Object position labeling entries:
# # #

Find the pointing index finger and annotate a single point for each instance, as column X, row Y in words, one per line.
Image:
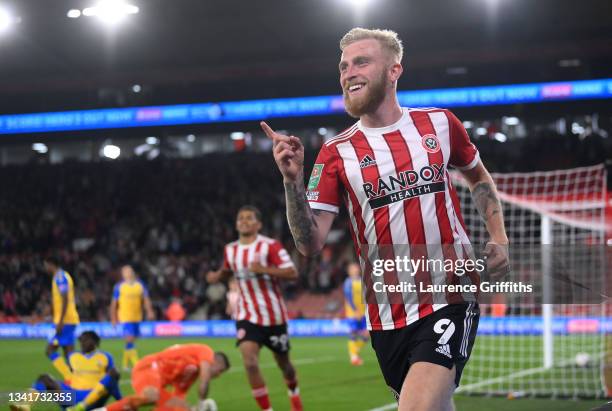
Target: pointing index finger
column 276, row 137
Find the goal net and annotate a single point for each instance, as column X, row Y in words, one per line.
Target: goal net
column 530, row 348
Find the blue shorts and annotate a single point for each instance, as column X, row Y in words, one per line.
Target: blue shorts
column 66, row 337
column 131, row 329
column 79, row 396
column 357, row 324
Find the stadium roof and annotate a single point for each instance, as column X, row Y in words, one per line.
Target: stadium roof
column 193, row 50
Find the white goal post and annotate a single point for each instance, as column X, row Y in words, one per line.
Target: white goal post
column 538, row 349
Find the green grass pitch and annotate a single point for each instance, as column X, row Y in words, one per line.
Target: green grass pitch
column 327, row 380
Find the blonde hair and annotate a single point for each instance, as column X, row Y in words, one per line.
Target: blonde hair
column 388, row 39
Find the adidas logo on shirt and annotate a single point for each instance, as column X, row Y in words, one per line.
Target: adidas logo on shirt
column 444, row 350
column 367, row 161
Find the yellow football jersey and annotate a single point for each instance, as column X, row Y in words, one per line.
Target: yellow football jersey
column 89, row 369
column 354, row 306
column 130, row 297
column 63, row 285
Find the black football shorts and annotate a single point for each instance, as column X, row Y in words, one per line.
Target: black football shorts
column 275, row 337
column 445, row 337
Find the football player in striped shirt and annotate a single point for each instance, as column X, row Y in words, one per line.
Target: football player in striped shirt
column 65, row 315
column 130, row 299
column 355, row 312
column 390, row 169
column 258, row 263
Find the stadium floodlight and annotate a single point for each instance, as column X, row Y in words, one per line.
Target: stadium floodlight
column 359, row 4
column 111, row 151
column 111, row 11
column 73, row 14
column 40, row 148
column 511, row 121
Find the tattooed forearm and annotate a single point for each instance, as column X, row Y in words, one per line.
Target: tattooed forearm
column 301, row 219
column 486, row 201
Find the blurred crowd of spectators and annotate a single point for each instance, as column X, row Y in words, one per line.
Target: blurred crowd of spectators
column 171, row 217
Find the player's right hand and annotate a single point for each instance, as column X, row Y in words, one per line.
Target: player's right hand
column 288, row 153
column 213, row 276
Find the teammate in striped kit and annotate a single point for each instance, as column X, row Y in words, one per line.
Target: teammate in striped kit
column 390, row 170
column 258, row 263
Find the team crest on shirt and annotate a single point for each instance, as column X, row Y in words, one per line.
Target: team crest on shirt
column 367, row 161
column 430, row 143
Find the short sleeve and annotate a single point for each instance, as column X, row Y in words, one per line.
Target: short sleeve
column 322, row 191
column 278, row 256
column 464, row 154
column 116, row 291
column 61, row 282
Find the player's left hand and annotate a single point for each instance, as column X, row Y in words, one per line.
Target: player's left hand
column 257, row 268
column 498, row 260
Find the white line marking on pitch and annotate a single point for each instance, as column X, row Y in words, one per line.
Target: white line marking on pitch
column 390, row 406
column 518, row 374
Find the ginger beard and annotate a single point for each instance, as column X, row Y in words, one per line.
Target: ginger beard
column 375, row 91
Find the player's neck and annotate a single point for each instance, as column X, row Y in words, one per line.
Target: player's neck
column 245, row 239
column 387, row 113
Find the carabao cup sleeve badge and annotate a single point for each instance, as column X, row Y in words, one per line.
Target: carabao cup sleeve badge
column 315, row 176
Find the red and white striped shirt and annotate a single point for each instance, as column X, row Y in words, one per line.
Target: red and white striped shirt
column 396, row 187
column 260, row 300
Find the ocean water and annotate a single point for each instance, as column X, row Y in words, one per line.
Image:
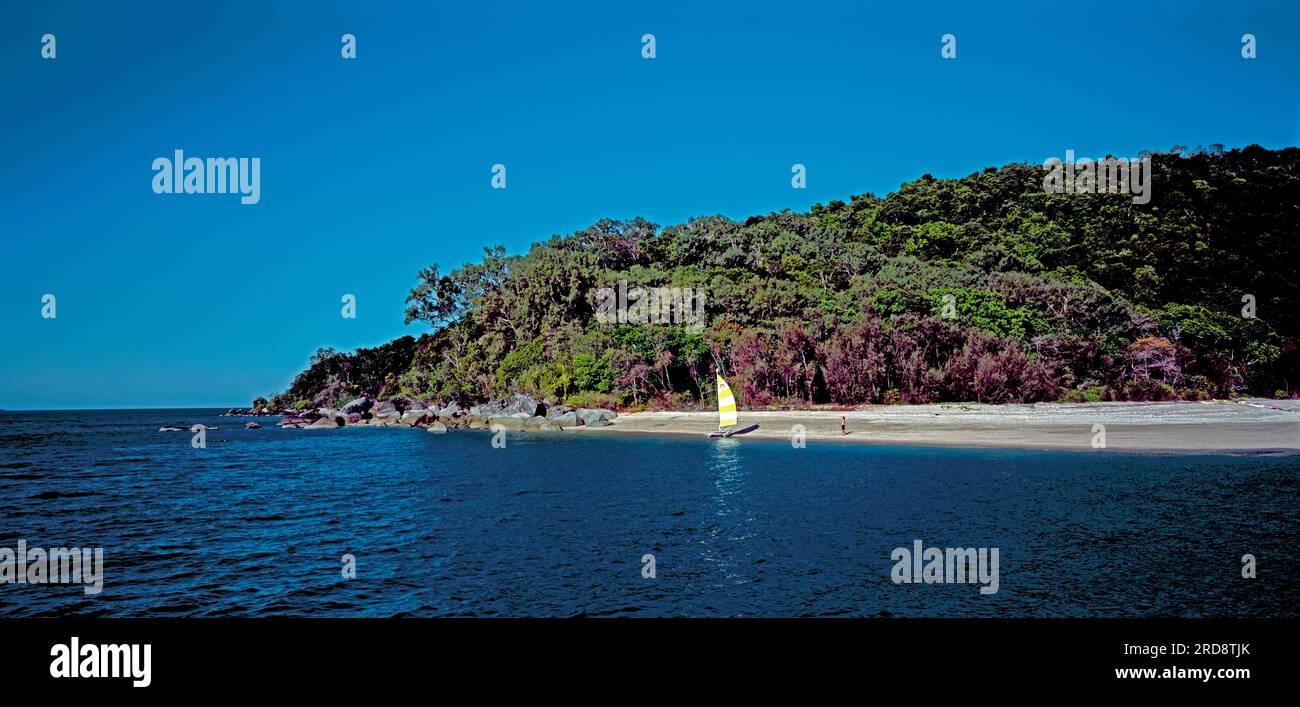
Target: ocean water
column 256, row 524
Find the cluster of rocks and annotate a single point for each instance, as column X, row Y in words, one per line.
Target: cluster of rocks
column 520, row 412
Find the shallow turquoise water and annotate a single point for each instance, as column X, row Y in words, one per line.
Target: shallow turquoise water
column 557, row 525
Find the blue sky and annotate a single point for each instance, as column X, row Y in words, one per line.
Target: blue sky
column 375, row 168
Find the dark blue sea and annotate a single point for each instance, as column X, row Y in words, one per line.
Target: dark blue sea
column 258, row 523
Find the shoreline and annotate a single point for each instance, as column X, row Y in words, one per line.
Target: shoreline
column 1238, row 426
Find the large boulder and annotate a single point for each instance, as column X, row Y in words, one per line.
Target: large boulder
column 557, row 411
column 596, row 417
column 386, row 412
column 515, row 406
column 359, row 406
column 564, row 420
column 415, row 416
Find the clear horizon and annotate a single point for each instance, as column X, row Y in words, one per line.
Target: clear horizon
column 377, row 167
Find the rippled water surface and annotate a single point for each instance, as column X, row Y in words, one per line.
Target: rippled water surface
column 557, row 525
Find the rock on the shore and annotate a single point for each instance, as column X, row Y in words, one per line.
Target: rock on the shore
column 596, row 417
column 564, row 420
column 386, row 412
column 324, row 424
column 515, row 406
column 359, row 406
column 415, row 416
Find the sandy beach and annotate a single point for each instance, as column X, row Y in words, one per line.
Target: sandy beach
column 1238, row 426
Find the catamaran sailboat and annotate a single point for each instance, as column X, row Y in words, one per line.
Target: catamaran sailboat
column 726, row 411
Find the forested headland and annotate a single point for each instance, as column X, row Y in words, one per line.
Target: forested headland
column 982, row 289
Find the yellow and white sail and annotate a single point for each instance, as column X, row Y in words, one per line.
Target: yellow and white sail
column 726, row 404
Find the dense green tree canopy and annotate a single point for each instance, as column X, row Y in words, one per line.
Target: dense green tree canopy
column 984, row 287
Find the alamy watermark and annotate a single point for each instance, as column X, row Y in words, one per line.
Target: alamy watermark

# # #

REQUIRED WORK: Repeat only the lines from the one holding "Find the rippled" through the last line of the data.

ANSWER FOR THIS EXERCISE:
Find the rippled water surface and annotate a single point for each instance, as column X, row Y in words, one per line.
Target: rippled water surface
column 557, row 525
Find the rock on the shore and annotate a single point for each instance, as column X, row Y in words, one per line.
Target: rock on the shore
column 596, row 417
column 564, row 420
column 386, row 412
column 324, row 424
column 515, row 406
column 359, row 406
column 415, row 416
Find the sandy beach and annotate a single point for each instance, as column X, row Y in words, one per line.
Target: sandy beach
column 1238, row 426
Find the catamaran sailboat and annotate a single point for each instance, as column X, row Y in words, one per line.
Target: catamaran sailboat
column 726, row 411
Find the forested headland and annotate a single point for each instance, as column X, row Y in words, one per line.
Target: forested headland
column 982, row 289
Find the yellow and white sail and annotate a single point for each instance, as column X, row Y in words, one per line.
Target: yellow and white sail
column 726, row 404
Find the dense green tree canopy and annotate a single point for each instance, as column X, row Y in words, one per line.
Target: dense green tree canopy
column 984, row 287
Find the alamy watermark and annotate a single point for each instance, as column X, row Y in words, one per line.
Target: alamy watermark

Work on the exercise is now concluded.